_WHAT YOU SHOULD DO:_ Reproduce the article on India's coronavirus death toll word for word.

_EXCERPTED TEXT:_
India's coronavirus death toll is up to 10 times higher than the nearly 415,000 fatalities reported by authorities, likely making it the country's worst humanitarian disaster since independence, a United States research group said on Tuesday.
The Centre for Global Development study's estimate is the highest yet for the carnage in the South Asian nation of 1.3 billion people, which is emerging from a devastating surge partly fuelled by the Delta variant in April and May.
The study — which analysed data from the start of the pandemic to June this year — suggested that between 3.4 million and 4.7m people had died from the virus.
“True deaths are likely to be in the several millions, not hundreds of thousands, making this arguably India's worst human tragedy since partition and independence,” the researchers said.
India's official death toll of just over 414,000 is the world's third-highest after the United States' 609,000 fatalities and Brazil's 542,000.
Experts have been casting doubt on India's toll for months, blaming the stressed health service rather than deliberate misinformation.
Several Indian states have revised their virus tolls in recent weeks, adding thousands of “backlog” deaths.
The centre's report was based on estimating “excess mortality”, the number of extra people who died compared with pre-crisis figures.

_RECORDED INFORMATION:_

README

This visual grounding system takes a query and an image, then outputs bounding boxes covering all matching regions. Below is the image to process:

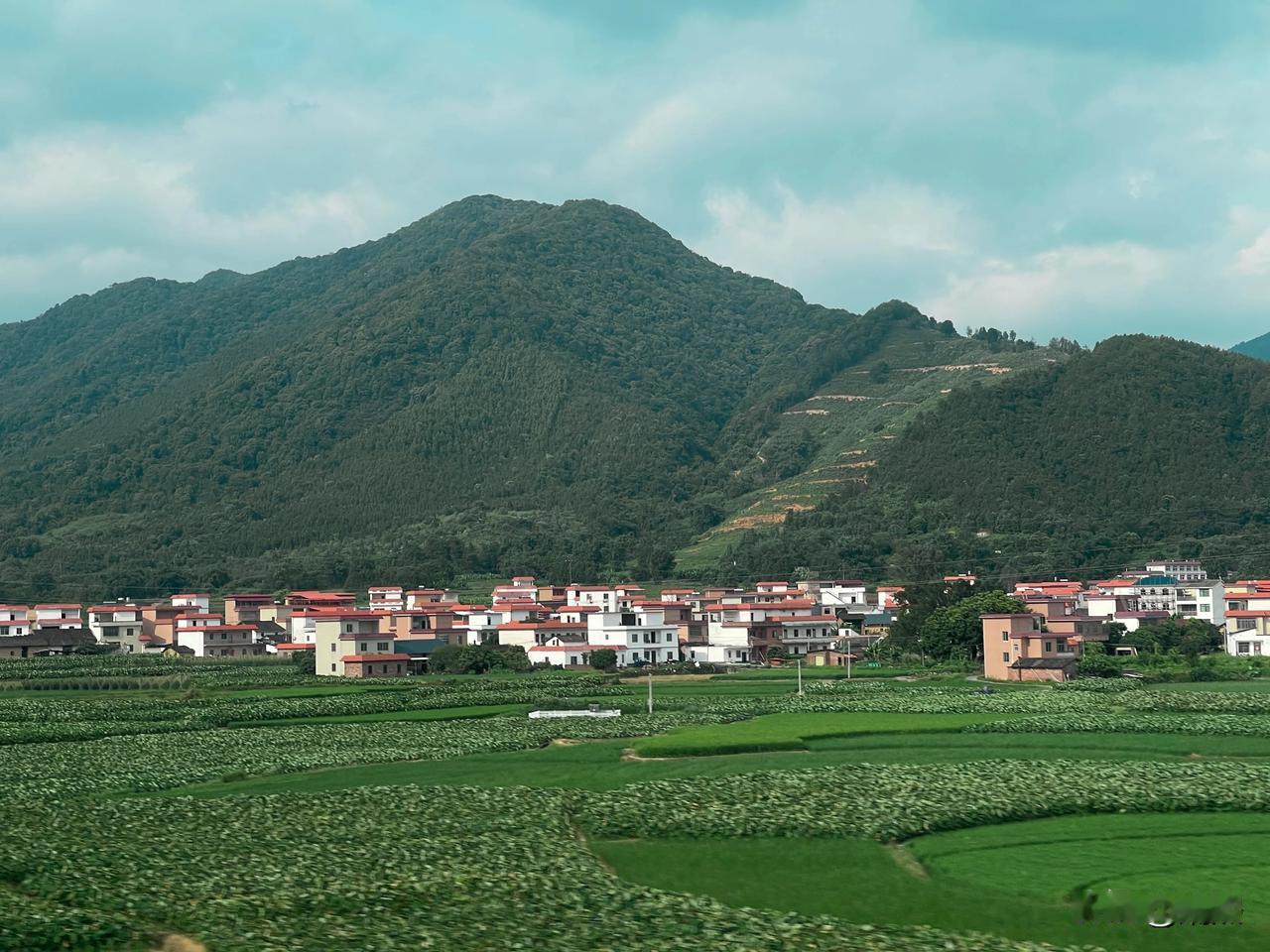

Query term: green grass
[163,733,1270,797]
[228,704,534,727]
[1149,678,1270,692]
[591,813,1270,952]
[635,712,1017,757]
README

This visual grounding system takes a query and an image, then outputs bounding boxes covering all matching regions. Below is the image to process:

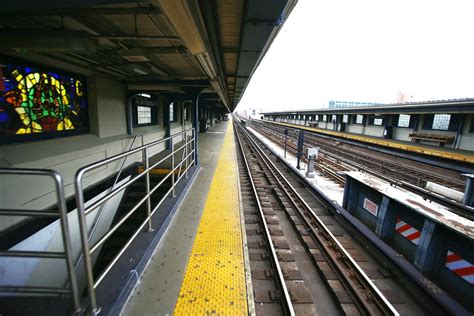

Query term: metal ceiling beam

_EXPECTED ANSWER:_
India's coronavirus death toll is up to 10 times higher than the nearly 415,000 fatalities reported by authorities, likely making it the country's worst humanitarian disaster since independence, a United States research group said on Tuesday.
The Centre for Global Development study's estimate is the highest yet for the carnage in the South Asian nation of 1.3 billion people, which is emerging from a devastating surge partly fuelled by the Delta variant in April and May.
The study — which analysed data from the start of the pandemic to June this year — suggested that between 3.4 million and 4.7m people had died from the virus.
“True deaths are likely to be in the several millions, not hundreds of thousands, making this arguably India's worst human tragedy since partition and independence,” the researchers said.
India's official death toll of just over 414,000 is the world's third-highest after the United States' 609,000 fatalities and Brazil's 542,000.
Experts have been casting doubt on India's toll for months, blaming the stressed health service rather than deliberate misinformation.
Several Indian states have revised their virus tolls in recent weeks, adding thousands of “backlog” deaths.
The centre's report was based on estimating “excess mortality”, the number of extra people who died compared with pre-crisis figures.